====== INPUT ROWS ======
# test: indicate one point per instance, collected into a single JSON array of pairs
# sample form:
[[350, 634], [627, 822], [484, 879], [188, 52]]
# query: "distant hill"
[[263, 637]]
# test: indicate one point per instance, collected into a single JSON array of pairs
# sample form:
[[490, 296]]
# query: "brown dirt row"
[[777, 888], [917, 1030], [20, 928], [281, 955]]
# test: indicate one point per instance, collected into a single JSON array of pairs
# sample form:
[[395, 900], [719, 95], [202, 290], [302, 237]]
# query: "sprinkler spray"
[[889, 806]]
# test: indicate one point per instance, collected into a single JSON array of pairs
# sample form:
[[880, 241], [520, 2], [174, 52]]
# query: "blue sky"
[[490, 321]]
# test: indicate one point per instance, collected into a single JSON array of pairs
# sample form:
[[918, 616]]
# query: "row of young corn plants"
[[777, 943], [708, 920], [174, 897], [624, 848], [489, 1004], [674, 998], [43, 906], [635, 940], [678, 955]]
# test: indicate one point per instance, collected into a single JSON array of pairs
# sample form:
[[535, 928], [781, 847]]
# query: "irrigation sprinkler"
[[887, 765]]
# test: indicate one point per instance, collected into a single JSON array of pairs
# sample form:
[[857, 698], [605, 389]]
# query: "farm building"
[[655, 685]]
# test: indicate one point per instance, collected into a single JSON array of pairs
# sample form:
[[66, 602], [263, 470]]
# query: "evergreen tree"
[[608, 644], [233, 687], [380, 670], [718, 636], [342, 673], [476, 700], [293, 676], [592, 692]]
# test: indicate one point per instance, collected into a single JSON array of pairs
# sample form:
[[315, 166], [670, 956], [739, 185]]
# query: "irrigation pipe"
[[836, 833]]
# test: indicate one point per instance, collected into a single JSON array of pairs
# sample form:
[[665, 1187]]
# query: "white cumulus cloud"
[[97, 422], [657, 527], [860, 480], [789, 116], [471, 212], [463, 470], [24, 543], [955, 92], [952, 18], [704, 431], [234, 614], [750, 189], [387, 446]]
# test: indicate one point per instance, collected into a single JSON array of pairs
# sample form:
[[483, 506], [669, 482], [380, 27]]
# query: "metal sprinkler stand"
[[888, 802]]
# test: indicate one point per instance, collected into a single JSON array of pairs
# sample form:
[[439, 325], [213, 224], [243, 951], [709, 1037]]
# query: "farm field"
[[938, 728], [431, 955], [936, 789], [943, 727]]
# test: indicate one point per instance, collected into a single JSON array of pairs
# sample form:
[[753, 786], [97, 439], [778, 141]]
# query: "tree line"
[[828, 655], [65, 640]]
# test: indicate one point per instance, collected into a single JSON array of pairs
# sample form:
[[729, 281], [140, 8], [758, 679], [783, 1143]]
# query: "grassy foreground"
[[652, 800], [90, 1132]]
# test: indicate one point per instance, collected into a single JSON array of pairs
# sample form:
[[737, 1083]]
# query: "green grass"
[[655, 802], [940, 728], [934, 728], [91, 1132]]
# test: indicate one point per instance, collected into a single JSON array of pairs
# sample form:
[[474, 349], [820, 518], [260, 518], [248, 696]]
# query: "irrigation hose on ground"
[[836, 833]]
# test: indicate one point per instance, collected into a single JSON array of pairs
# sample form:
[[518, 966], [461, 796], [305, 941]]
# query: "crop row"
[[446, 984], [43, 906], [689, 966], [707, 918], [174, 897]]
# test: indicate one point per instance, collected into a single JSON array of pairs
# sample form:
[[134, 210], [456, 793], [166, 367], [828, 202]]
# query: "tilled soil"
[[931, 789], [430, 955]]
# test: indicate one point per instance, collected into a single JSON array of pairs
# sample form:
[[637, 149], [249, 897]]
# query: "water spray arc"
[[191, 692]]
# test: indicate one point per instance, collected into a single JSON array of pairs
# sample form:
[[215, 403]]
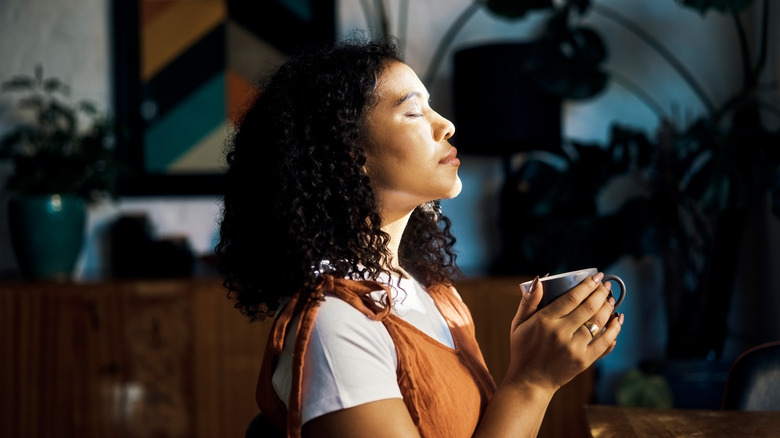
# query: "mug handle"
[[619, 281]]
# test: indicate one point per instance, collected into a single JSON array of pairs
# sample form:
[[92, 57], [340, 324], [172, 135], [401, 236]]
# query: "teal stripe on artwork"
[[185, 125], [301, 8]]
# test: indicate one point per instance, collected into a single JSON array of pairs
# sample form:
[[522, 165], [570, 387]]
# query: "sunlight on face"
[[409, 158]]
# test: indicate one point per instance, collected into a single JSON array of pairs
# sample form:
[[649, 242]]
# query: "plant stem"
[[403, 18], [761, 62], [743, 50], [367, 12], [447, 39], [380, 7], [655, 44]]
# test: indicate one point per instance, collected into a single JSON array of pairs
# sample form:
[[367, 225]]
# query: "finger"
[[593, 307], [528, 302], [569, 301], [600, 319], [606, 341]]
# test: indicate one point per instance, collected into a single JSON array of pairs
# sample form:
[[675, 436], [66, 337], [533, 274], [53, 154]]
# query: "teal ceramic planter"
[[47, 234]]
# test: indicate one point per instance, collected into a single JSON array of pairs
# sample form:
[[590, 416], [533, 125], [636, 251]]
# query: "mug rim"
[[564, 274]]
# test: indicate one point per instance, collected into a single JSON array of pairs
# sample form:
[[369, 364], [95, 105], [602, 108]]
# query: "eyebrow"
[[408, 96]]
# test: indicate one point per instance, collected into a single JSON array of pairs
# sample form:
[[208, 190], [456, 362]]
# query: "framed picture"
[[184, 70]]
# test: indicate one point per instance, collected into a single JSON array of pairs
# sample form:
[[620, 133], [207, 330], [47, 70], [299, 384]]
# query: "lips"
[[451, 158]]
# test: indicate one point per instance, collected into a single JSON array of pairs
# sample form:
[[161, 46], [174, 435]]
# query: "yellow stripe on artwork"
[[176, 29]]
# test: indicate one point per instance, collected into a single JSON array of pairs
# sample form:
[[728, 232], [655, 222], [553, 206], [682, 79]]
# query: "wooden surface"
[[167, 358], [173, 358], [625, 422]]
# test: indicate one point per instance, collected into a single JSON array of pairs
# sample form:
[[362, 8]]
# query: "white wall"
[[71, 39]]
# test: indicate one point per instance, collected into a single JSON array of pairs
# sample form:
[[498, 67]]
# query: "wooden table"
[[626, 422]]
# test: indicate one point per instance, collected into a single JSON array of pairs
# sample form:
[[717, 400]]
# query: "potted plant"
[[61, 161], [696, 185]]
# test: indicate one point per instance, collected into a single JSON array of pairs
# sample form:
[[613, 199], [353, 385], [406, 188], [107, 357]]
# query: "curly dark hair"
[[297, 200]]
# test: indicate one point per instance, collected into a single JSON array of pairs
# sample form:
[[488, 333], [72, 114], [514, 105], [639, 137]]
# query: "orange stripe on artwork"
[[173, 30], [151, 8], [239, 93]]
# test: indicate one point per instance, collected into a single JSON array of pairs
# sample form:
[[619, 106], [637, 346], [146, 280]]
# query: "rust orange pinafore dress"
[[445, 390]]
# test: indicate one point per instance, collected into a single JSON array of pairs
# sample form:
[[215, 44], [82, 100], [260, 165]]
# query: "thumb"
[[528, 303]]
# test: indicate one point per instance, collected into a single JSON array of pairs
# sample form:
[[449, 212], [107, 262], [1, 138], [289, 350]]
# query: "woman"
[[331, 224]]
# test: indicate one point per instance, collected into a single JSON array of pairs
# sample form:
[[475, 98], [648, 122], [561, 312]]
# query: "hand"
[[551, 346]]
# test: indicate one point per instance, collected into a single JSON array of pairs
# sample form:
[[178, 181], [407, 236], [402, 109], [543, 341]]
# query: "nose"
[[443, 129]]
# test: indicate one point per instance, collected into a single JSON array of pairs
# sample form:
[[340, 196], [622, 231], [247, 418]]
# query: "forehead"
[[397, 81]]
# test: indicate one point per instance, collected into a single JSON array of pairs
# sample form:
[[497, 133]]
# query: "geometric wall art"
[[184, 71]]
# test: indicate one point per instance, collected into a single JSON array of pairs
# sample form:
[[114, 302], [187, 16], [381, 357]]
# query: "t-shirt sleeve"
[[350, 360]]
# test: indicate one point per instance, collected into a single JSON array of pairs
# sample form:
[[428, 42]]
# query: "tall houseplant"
[[58, 167], [698, 182]]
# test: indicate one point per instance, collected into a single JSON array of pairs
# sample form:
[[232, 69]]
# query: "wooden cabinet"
[[172, 358], [126, 359]]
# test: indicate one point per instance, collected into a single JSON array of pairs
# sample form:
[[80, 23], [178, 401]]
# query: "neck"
[[395, 227]]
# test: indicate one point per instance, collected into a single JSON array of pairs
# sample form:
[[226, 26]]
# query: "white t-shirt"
[[351, 360]]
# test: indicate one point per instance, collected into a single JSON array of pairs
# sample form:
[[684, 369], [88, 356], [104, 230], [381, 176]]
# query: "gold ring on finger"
[[592, 327]]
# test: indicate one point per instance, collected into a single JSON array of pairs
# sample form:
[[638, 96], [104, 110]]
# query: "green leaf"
[[725, 6]]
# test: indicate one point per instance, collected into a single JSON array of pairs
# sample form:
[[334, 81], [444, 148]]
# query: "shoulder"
[[338, 323]]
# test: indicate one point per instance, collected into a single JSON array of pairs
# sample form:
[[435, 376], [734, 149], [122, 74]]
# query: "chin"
[[455, 190]]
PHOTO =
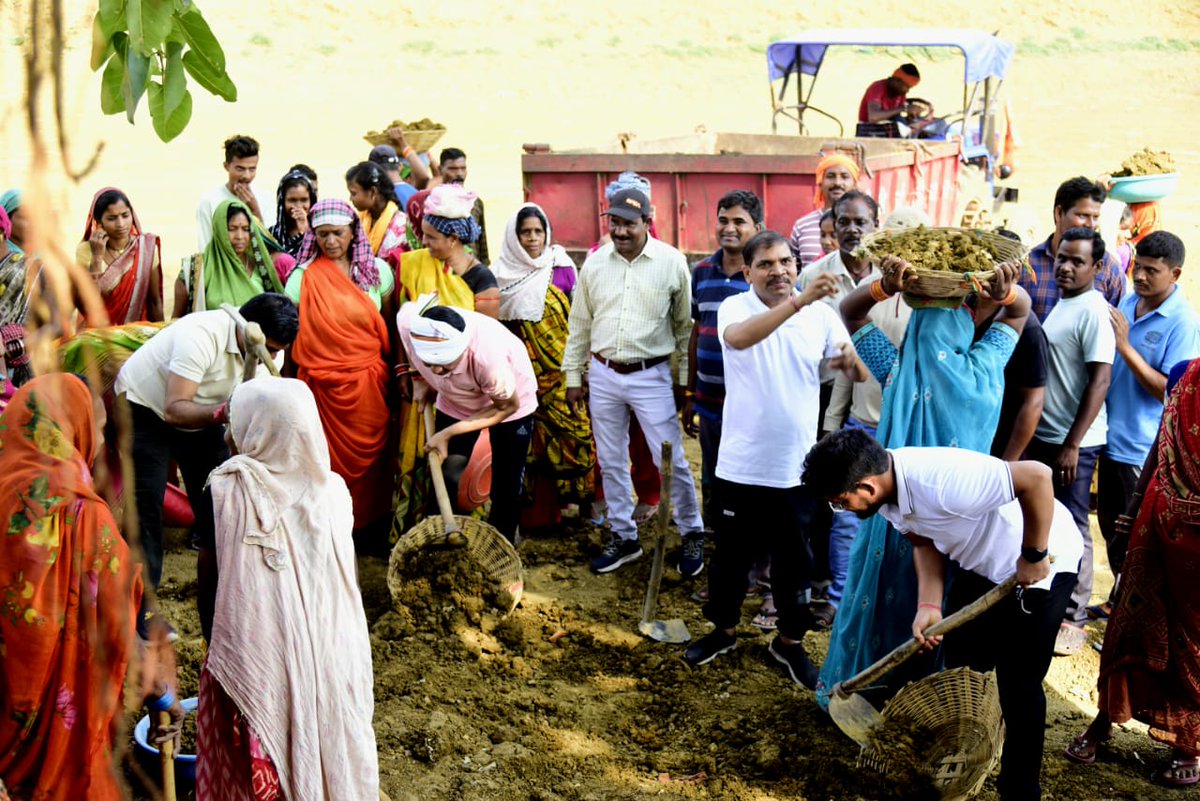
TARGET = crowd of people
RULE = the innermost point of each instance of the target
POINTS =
(869, 462)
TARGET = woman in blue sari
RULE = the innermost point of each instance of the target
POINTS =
(939, 390)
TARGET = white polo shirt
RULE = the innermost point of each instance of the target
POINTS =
(772, 392)
(965, 504)
(201, 347)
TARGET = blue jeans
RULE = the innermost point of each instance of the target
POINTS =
(841, 536)
(1078, 500)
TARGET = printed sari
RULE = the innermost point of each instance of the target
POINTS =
(939, 391)
(340, 354)
(70, 598)
(1150, 668)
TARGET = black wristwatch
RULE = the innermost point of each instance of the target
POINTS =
(1033, 555)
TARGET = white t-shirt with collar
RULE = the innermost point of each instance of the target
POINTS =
(965, 504)
(772, 392)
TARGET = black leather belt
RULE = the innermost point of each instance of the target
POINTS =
(625, 368)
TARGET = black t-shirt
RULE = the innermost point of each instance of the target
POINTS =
(480, 278)
(1026, 369)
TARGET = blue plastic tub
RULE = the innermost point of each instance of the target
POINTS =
(1144, 188)
(185, 764)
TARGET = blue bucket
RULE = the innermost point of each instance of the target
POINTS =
(1144, 188)
(185, 764)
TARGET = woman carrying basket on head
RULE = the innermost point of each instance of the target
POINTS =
(481, 378)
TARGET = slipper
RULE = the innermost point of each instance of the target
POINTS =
(1182, 772)
(1083, 750)
(645, 513)
(1071, 640)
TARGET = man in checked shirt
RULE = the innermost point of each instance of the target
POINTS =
(631, 311)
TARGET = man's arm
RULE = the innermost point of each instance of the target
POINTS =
(1026, 422)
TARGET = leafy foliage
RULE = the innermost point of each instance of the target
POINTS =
(150, 48)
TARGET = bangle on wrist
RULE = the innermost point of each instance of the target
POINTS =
(165, 702)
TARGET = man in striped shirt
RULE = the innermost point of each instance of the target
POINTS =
(630, 313)
(713, 279)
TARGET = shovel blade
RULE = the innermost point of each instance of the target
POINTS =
(853, 715)
(665, 631)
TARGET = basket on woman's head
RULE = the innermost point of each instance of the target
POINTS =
(949, 263)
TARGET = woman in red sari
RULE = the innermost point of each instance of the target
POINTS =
(345, 348)
(70, 598)
(1150, 667)
(124, 259)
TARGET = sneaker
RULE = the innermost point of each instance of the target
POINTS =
(617, 553)
(796, 661)
(691, 561)
(708, 648)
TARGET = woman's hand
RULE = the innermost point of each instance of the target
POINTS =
(99, 241)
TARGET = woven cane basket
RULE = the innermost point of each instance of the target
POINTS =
(960, 709)
(949, 285)
(485, 546)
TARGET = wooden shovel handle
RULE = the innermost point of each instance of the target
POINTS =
(901, 652)
(439, 482)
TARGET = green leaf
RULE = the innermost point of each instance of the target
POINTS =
(168, 125)
(201, 38)
(137, 73)
(111, 98)
(111, 17)
(149, 22)
(174, 82)
(214, 80)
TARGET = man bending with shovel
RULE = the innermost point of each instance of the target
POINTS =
(991, 519)
(773, 342)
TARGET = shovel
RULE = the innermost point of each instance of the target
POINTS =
(853, 714)
(455, 536)
(661, 631)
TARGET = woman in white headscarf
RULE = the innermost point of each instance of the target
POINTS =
(286, 691)
(535, 279)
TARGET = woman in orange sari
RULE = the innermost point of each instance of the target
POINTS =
(70, 598)
(124, 258)
(343, 349)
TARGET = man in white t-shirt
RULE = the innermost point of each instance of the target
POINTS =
(773, 343)
(993, 519)
(241, 166)
(1074, 425)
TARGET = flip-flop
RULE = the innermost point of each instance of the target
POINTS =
(1083, 750)
(1182, 772)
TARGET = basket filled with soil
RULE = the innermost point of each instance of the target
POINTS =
(949, 263)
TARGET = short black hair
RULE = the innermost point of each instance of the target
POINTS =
(856, 194)
(239, 146)
(445, 314)
(748, 200)
(367, 175)
(1162, 245)
(449, 155)
(838, 463)
(762, 240)
(1074, 190)
(1086, 235)
(106, 199)
(276, 314)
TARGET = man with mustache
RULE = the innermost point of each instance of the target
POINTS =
(773, 342)
(991, 519)
(630, 313)
(240, 166)
(1156, 329)
(1074, 426)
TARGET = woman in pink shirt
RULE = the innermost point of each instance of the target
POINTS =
(483, 378)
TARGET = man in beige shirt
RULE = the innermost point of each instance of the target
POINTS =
(630, 313)
(177, 386)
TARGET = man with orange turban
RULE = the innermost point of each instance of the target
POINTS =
(887, 100)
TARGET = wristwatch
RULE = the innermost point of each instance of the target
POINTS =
(1033, 555)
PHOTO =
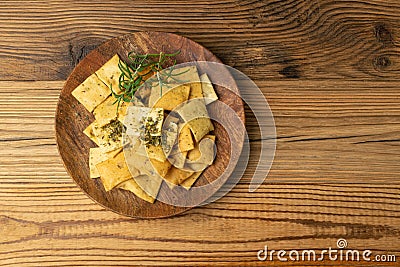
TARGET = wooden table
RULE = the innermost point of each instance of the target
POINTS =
(330, 71)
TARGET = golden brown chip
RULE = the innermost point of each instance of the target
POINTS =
(195, 114)
(195, 90)
(109, 137)
(115, 171)
(181, 76)
(188, 183)
(161, 168)
(106, 111)
(185, 139)
(91, 92)
(155, 152)
(178, 159)
(203, 153)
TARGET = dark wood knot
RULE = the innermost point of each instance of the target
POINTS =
(381, 62)
(383, 34)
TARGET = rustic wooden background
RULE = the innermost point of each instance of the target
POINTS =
(331, 73)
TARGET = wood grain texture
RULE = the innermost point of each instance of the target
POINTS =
(72, 119)
(265, 39)
(329, 70)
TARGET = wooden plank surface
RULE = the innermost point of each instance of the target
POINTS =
(330, 72)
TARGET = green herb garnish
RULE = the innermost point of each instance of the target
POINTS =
(139, 67)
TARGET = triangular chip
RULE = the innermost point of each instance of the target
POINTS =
(178, 159)
(208, 89)
(106, 111)
(188, 183)
(132, 186)
(195, 114)
(161, 168)
(115, 171)
(202, 155)
(139, 162)
(91, 92)
(109, 136)
(155, 152)
(173, 98)
(185, 139)
(203, 151)
(109, 73)
(185, 75)
(169, 135)
(195, 90)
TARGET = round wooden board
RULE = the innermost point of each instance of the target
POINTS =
(72, 118)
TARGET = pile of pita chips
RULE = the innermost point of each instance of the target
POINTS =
(194, 148)
(169, 140)
(107, 161)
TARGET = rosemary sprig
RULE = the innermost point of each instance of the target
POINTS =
(139, 68)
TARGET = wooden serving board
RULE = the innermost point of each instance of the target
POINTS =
(72, 118)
======
* **WHAT TO DO**: Starting with the line that contains "TARGET = man with orange turban", reproduce every line down to the end of the listing above, both endpoints included. Pictures stay out.

* **RESPONSE TO THIS EXERCISE**:
TARGET = man with orange turban
RULE = the innermost point of each instance of the target
POINTS =
(887, 100)
TARGET = wristwatch
RULE = the innermost point of each instance of the target
POINTS =
(1033, 555)
PHOTO =
TARGET = wooden table
RULE = the innermost point of each instance of the target
POINTS =
(330, 71)
TARGET = golden brown chip
RULE = the innermost point of each instance of the target
POINTS =
(195, 114)
(195, 90)
(109, 137)
(115, 171)
(181, 76)
(188, 183)
(161, 168)
(106, 111)
(185, 139)
(91, 92)
(155, 152)
(178, 159)
(203, 153)
TARGET = dark wood knot
RULE = the innermost point of each instance of the target
POINTS =
(381, 62)
(383, 34)
TARGET = rustic wooden background
RULE = the innermost point of each instance of the target
POINTS =
(331, 73)
TARGET = wood grain texture
RULE = the innermost point of each instance of the target
POINTS =
(72, 119)
(265, 39)
(329, 70)
TARGET = wooden plank surface
RULE = the innermost point of each instance of the target
POINTS =
(330, 72)
TARGET = green herb garnish
RULE = the innermost point of each instance of the target
POINTS =
(139, 67)
TARGET = triangular chip
RULE = the innermost point of each instance of the target
POINTS =
(178, 159)
(208, 89)
(106, 111)
(188, 183)
(132, 186)
(195, 114)
(161, 168)
(115, 171)
(202, 155)
(139, 162)
(91, 92)
(109, 136)
(155, 152)
(173, 98)
(185, 139)
(203, 151)
(109, 73)
(185, 75)
(169, 135)
(195, 90)
TARGET = round wooden board
RULE = the innermost point of each instance of the target
POINTS =
(72, 118)
TARGET = pile of pita chips
RULE = the innermost point of each instance of the target
POINTS =
(194, 148)
(169, 140)
(107, 161)
TARGET = rosemary sprig
RULE = the innermost point of each instance of the target
POINTS =
(139, 68)
TARGET = wooden serving board
RULE = the innermost point of each instance of the target
POINTS =
(72, 118)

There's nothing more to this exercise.